■ Selected excerpt ■
§

As it turned out, patients had better responses to the immunotherapy and lived longer if they got more infusions early in the day, he says. But he adds that the study was retrospective, meaning it looked back at patients who had already been treated to see if the time of day they got treatment mattered. That’s not the same as the “gold standard” of a randomized clinical trial. Buchwald says he and a colleague are beginning a trial that would randomize patients to various treatment times to better understand the difference timing makes.
The growing menu of treatments continues to transform melanoma care, from a field once defined by limitations to one marked by optimism.
For people seeking the most advanced options, the Georgia Center for Oncology Research & Education (www.georgiacancerinfo.org) has a searchable database of clinical trials.
Protection is Still Best
Despite the remarkable gains in treatment, all the experts agree: Sun protection and early detection remains the best defense against melanoma.

§

■ Input data ■
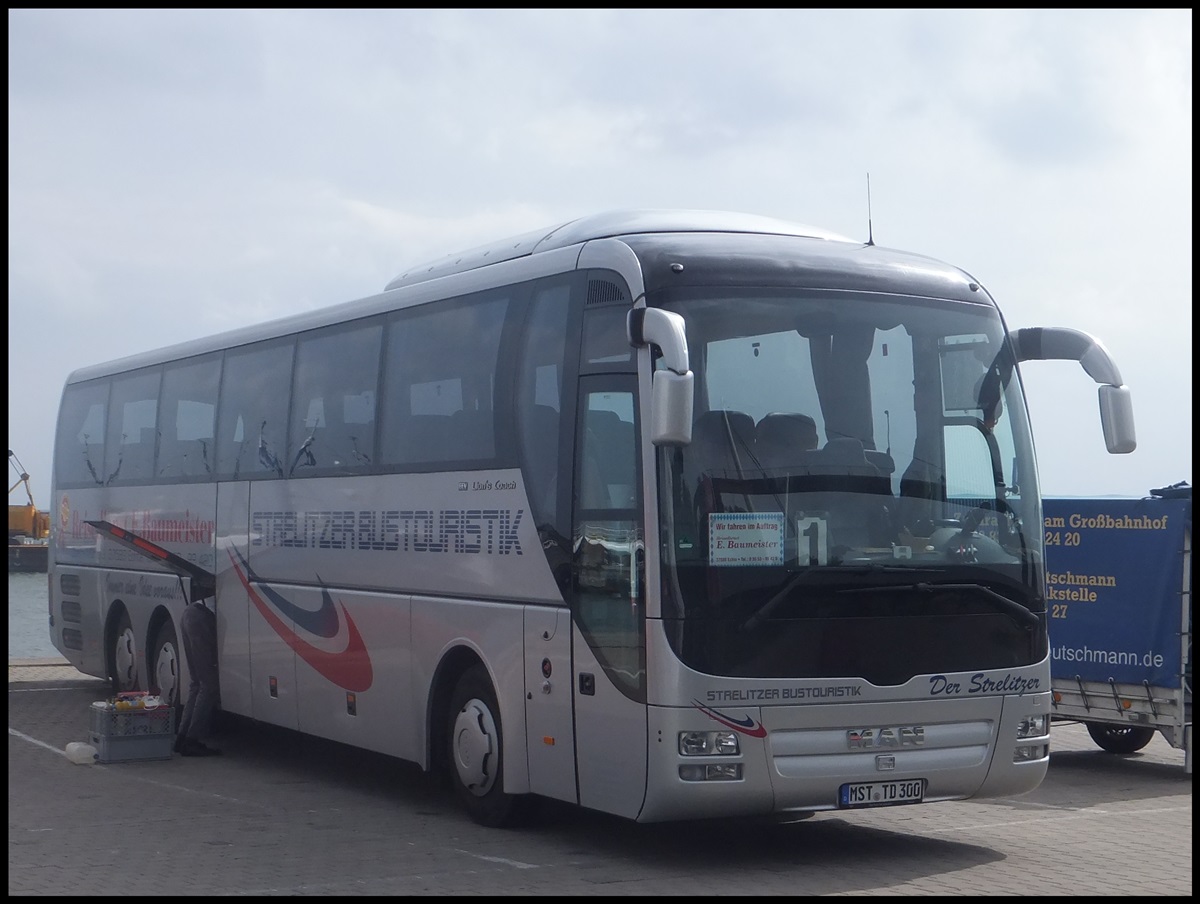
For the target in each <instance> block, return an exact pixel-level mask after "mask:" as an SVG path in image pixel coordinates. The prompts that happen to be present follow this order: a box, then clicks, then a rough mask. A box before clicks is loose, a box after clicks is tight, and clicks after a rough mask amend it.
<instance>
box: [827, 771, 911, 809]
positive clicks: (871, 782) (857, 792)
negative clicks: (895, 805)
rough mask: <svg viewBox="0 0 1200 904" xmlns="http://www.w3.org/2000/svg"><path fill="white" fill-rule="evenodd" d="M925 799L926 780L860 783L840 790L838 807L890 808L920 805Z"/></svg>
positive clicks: (867, 782)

§

■ Prompt 1 ■
In the melanoma treatment text, what does the Georgia Center for Oncology Research & Education provide for people seeking the most advanced options?
■ Prompt 2 ■
Carry the melanoma treatment text forward from its final sentence.
The items play no part in this work.

■ Expected output 1 ■
A searchable database of clinical trials.

■ Expected output 2 ■
“Use sunscreen with SPF over 30,” Dale says. “Avoid sun during the peak hours and wear a hat and sunglasses. Especially children — they are in and out of swimming pools – reapply the sunscreen. That’s very important. The data shows that if you have three blistering sunburns in your lifetime, you increase your risk of getting skin cancer.”
Dermatologists recommend the ABCDE rule for spotting suspicious moles:
- Asymmetry
- Border irregularity
- Color variation
- Diameter larger than a pencil eraser
- Evolving shape, size, or color
People should be looking for new moles or freckles of changes in existing ones, says Dale. “If people are concerned about something on their body that is changing, it probably deserves a biopsy.”
Kids Get Melanoma, Too
While melanoma is one of the most common cancers in teenagers and young adults, the disease is extremely rare in children under 10. Fewer than 500 cases are diagnosed each year, says Dr. Sarah Mitchell, pediatric oncologist at the Aflac Cancer and Blood Disorders Center at Children’s Healthcare of Atlanta, which treats one or two cases a year.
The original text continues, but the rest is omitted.